*Tasks*:
A: In the passage on osteopetrosis below, why might medical treatment or adenotonsillectomy fail to resolve the respiratory problems in CA II deficiency? Answer in one to three sentences.
B: List every feature that the passage on osteopetrosis below names as common in CA II deficiency.

*Passage for review*:
The parents of the child we have described were first-degree cousin (children of stepbrothers) coming from the desert of Gafsa in Tunisia. Molecular analysis revealed the classical “Arabic” mutation.

Osteopetrosis, RTA, cerebral calcification, developmental delay, skeletal fractures (13), facial dysmorphism (14, 15), are common features in CA II deficiency. In our case is also present nephrocalcinosis and renal stones, conductive hearing loss, primary pulmonary hypertension, conditions less frequently described at the same time (15–18).

The first case of OSA occurring with malignant infantile osteopetrosis was described in 1988 by Carter et al (19). Stocks et al. documented that more than 50% of patients with malignant infantile osteopetrosis developed sleep apnea and sometimes tracheotomy was performed to manage OSA (20). On the contrary, severe OSAS has never been described in patients with osteopetrosis associated with renal tubular acidosis (CAII deficiency).

Like in autosomal dominant osteopetrosis, also in CAII deficiency otorinolaringoiatric complications should be carefully considered and dysmorphic features should be investigated before tonsillectomy. In these cases, the respiratory problems are due to the atypical growth of the bone and the craniofacial dysmorphic features. Therefore, medical treatment or adenotonsillectomy might not be resolutive or even dangerous then tracheostomy is sometimes required.

The craniofacial morphology of children affected by osteopetrosis, with hypognathism due to disordered growth of the mandible and decreased area between the base of the tongue and the posterior pharyngeal wall, can predispose to OSA. In addition, the bone involvement of the ribs causes restrictive changes of the chest wall that worsens lung ventilation.

*Provided material*:

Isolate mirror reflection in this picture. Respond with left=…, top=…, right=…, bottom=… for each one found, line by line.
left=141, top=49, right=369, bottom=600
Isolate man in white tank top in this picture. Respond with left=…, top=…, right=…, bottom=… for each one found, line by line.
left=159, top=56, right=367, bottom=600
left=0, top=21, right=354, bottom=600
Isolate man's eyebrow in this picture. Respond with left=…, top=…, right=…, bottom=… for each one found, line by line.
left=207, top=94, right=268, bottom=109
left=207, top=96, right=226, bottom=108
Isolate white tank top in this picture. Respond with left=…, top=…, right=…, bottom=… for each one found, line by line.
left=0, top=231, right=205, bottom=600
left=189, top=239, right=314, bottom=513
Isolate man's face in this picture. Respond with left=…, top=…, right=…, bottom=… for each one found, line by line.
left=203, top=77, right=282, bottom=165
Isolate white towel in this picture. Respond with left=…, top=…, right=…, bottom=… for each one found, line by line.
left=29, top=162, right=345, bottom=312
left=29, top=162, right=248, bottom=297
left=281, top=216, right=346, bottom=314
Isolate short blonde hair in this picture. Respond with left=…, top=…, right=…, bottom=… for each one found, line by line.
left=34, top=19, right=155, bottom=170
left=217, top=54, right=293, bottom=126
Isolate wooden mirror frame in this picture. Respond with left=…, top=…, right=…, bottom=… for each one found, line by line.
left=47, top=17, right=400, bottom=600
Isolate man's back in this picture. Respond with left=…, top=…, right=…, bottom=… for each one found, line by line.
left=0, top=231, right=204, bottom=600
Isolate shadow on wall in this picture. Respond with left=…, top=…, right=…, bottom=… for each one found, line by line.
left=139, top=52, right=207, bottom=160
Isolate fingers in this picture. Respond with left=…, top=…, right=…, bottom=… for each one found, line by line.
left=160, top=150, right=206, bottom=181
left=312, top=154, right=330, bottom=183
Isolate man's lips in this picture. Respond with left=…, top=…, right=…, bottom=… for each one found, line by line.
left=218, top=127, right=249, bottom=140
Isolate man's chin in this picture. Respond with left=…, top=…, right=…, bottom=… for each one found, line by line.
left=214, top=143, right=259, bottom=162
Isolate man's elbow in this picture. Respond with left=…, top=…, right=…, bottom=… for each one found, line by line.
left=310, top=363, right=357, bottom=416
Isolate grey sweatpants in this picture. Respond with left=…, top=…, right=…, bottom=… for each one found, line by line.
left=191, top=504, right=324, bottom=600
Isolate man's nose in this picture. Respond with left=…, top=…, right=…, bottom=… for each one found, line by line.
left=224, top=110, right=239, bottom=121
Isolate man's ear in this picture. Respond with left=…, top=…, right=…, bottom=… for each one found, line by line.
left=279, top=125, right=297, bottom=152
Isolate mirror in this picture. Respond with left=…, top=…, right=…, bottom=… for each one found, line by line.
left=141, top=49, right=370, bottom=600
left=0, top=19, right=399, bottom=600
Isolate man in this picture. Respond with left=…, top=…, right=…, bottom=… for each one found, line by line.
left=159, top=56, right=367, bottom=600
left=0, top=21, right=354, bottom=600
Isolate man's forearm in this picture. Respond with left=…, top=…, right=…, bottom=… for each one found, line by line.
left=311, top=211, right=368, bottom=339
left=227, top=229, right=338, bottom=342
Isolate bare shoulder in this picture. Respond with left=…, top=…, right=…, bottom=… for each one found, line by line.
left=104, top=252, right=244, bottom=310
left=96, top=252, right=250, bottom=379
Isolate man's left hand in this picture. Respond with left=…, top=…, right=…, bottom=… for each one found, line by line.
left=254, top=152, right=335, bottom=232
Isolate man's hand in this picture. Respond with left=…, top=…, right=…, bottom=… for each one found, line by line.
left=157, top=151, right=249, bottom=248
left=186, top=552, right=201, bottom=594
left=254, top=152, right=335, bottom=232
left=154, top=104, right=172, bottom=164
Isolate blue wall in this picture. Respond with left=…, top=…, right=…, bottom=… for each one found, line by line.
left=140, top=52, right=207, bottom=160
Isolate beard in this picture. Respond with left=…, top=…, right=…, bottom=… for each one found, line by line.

*Responses*:
A: The respiratory problems in these cases come from the atypical growth of the bone and the craniofacial dysmorphic features. For that reason, medical treatment or adenotonsillectomy might not resolve them and could even be dangerous, and tracheostomy is sometimes required.

B:
- Osteopetrosis
- RTA
- Cerebral calcification
- Developmental delay
- Skeletal fractures
- Facial dysmorphism